What you return must be every line below that includes the word "white".

+ + +

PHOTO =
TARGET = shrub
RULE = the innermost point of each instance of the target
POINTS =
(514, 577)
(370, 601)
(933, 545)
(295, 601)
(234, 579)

+ + +

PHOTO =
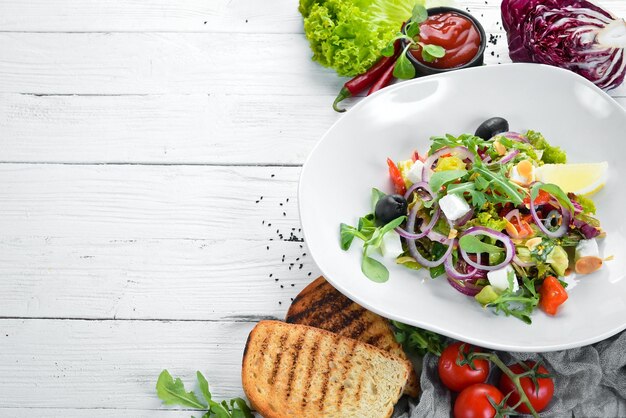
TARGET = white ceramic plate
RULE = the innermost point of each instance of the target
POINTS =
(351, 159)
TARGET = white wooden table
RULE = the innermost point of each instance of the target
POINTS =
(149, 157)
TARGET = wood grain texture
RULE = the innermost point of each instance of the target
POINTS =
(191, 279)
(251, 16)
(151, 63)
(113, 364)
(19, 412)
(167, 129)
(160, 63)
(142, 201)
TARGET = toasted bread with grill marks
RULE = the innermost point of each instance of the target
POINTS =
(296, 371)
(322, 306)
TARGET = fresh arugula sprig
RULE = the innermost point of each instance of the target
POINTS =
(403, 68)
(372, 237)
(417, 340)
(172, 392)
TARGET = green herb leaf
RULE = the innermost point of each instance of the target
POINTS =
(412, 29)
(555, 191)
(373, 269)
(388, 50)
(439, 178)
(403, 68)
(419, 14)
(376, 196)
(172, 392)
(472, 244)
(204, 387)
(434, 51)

+ + +

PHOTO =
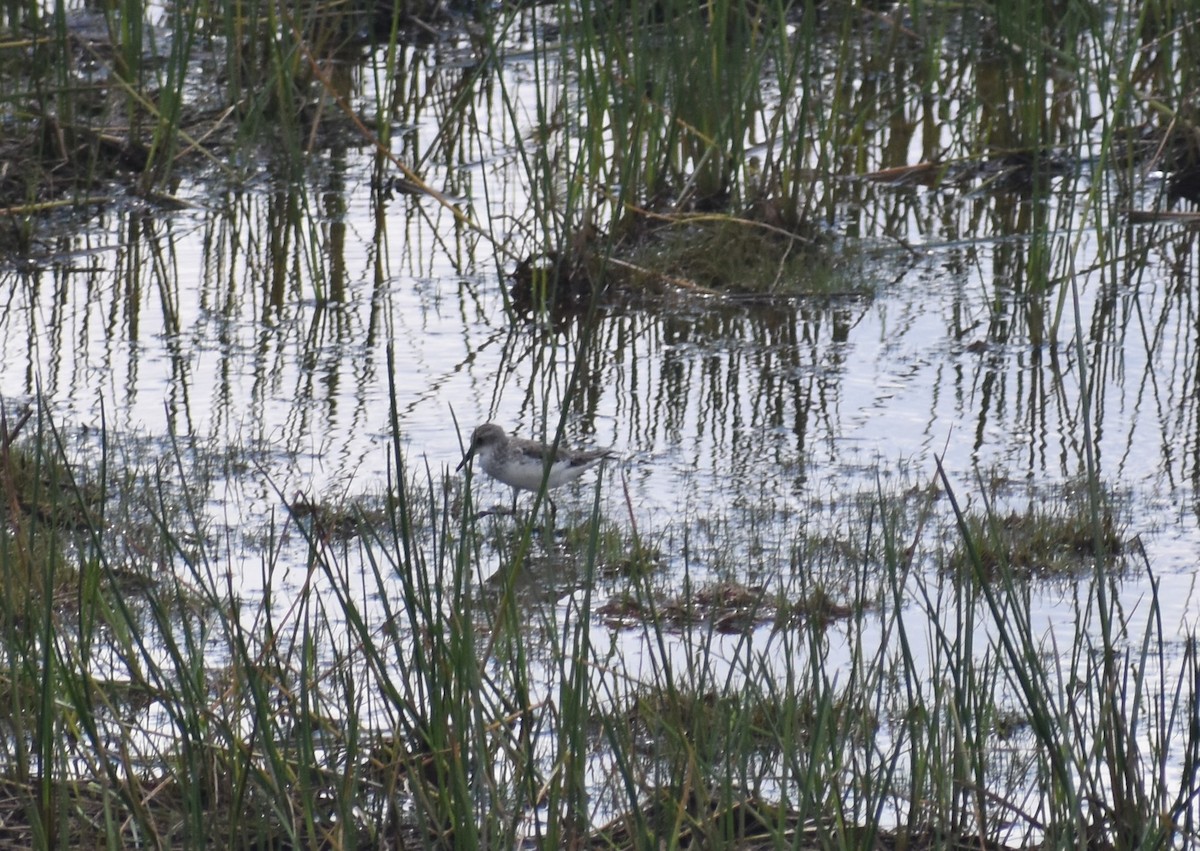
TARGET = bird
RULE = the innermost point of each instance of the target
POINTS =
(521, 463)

+ + +

● **Response below**:
TARGET = white ceramic plate
TARGET = white wooden table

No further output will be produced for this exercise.